━━━━━ PROVIDED RECORDS ━━━━━

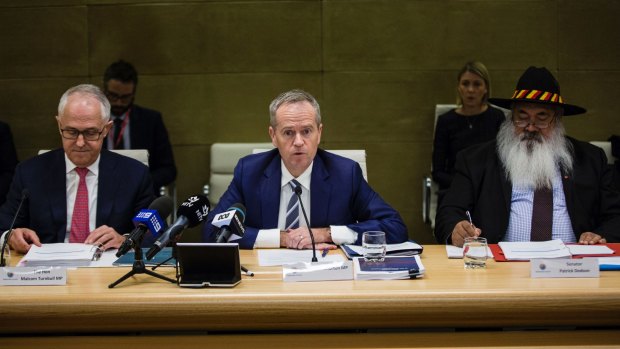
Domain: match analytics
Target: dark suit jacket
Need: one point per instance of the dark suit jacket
(339, 196)
(480, 185)
(147, 131)
(125, 187)
(8, 160)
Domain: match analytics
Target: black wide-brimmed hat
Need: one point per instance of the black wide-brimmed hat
(537, 85)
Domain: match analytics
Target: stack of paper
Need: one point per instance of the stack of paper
(407, 248)
(392, 268)
(60, 255)
(526, 250)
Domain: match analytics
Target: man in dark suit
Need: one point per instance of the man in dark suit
(81, 194)
(135, 127)
(340, 203)
(8, 160)
(532, 183)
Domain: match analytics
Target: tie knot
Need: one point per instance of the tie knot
(294, 184)
(81, 171)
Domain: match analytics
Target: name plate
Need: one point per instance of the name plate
(35, 276)
(564, 268)
(319, 271)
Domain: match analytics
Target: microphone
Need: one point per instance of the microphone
(147, 220)
(25, 194)
(230, 222)
(298, 193)
(191, 212)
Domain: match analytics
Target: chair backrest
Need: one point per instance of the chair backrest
(224, 158)
(357, 155)
(606, 146)
(141, 155)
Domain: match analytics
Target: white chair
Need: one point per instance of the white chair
(606, 146)
(224, 158)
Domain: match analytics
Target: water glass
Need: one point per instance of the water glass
(475, 253)
(374, 246)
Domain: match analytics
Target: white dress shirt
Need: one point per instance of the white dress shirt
(270, 238)
(92, 184)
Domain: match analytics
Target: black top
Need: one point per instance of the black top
(455, 132)
(8, 160)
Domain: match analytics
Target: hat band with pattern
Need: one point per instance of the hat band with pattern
(538, 96)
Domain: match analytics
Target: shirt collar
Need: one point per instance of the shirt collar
(70, 166)
(303, 179)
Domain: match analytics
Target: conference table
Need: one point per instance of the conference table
(448, 307)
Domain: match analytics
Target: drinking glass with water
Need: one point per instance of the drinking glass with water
(374, 246)
(475, 253)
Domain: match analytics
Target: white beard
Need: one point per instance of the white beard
(530, 159)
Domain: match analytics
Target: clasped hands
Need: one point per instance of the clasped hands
(465, 229)
(299, 238)
(105, 237)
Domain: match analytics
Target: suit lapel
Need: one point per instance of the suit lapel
(320, 193)
(57, 184)
(270, 192)
(108, 183)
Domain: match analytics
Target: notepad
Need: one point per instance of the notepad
(392, 268)
(407, 248)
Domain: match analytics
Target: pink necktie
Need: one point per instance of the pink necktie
(79, 221)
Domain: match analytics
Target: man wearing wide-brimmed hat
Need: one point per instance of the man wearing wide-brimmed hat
(533, 183)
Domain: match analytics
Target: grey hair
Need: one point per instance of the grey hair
(293, 96)
(89, 90)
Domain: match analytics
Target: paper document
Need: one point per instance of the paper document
(278, 257)
(589, 249)
(609, 263)
(60, 254)
(407, 248)
(391, 268)
(526, 250)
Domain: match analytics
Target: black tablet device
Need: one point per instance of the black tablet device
(208, 264)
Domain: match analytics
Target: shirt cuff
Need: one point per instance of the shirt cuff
(267, 238)
(343, 235)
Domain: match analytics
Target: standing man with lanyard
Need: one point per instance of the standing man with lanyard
(135, 127)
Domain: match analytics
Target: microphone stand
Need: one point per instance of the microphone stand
(139, 267)
(298, 193)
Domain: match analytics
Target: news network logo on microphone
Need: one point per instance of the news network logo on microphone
(151, 219)
(190, 201)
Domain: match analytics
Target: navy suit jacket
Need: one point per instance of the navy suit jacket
(339, 196)
(147, 131)
(480, 185)
(124, 188)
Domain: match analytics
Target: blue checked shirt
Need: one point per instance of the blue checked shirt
(520, 223)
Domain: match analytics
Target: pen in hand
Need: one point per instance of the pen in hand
(470, 221)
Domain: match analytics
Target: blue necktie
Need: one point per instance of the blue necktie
(292, 209)
(542, 215)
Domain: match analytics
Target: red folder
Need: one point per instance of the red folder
(498, 254)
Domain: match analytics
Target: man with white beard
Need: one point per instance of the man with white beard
(533, 183)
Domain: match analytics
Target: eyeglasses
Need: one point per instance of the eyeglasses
(113, 97)
(89, 135)
(540, 124)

━━━━━

◆ **REQUIRED WORK**
Only the lines from the one containing "Need: one point per instance of the navy" through the last line of the records belong in the answer, each written out exactly.

◆ **OUTPUT BELOW**
Need: one point per instance of the navy suit jacket
(339, 196)
(147, 131)
(480, 185)
(124, 188)
Domain: match analytics
Target: blue checked shirt
Need: one point per instance of the blue checked shirt
(520, 223)
Domain: match analytics
Target: pen in hand
Need: one point per instance of the pen in hand
(470, 221)
Domain: match analytics
Target: blue necktie
Need: one point per instance of the blue necktie
(292, 209)
(542, 215)
Domain: match analytics
Target: red folder
Need: one point per instance of the red folder
(498, 254)
Domain: match analytics
Target: man with white beard
Need: one point per instance of the man with white beard
(533, 183)
Domain: match analytics
Target: eyeglasses
Need: one point per instance of the eyeglasses
(113, 97)
(89, 135)
(540, 124)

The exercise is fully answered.